### GIVEN PROBLEM
Extract every line in the rows below that contains the string "cross".

# MATERIAL PROVIDED start

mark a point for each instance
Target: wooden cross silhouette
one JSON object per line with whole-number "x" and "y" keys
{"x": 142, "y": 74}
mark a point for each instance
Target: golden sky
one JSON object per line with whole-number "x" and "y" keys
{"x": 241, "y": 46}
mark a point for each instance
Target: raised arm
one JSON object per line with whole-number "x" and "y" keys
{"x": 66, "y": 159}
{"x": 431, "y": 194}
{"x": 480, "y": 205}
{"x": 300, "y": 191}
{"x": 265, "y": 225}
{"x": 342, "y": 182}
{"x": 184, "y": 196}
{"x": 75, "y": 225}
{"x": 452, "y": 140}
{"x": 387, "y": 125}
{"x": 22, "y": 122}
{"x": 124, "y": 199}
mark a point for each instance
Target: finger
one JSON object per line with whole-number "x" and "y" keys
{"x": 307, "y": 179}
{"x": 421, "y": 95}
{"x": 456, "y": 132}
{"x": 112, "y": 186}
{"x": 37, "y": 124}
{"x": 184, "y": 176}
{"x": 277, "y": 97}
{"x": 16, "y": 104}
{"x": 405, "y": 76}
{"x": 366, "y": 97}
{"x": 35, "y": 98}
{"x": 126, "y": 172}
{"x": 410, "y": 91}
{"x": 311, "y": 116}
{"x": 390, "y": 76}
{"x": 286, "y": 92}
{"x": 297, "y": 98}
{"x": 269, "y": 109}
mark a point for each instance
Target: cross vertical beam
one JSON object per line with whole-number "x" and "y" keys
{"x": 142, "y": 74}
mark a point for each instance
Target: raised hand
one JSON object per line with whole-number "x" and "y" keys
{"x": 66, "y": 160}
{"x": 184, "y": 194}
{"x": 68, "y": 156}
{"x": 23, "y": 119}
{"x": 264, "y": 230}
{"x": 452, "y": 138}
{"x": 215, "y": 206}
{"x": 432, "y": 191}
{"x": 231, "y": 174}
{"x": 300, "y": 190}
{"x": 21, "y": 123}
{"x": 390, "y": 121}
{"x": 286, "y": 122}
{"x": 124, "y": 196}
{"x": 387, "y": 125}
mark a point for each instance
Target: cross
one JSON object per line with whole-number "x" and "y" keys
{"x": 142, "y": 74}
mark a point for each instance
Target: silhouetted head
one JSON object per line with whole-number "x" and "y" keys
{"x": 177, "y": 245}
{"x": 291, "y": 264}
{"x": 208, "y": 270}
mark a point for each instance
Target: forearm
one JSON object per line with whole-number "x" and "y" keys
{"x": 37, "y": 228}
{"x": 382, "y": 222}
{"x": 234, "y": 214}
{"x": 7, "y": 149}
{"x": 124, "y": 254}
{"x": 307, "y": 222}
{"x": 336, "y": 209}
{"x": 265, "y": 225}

# MATERIAL PROVIDED end

### THE OUTPUT
Target: wooden cross silhouette
Target: cross vertical beam
Target: cross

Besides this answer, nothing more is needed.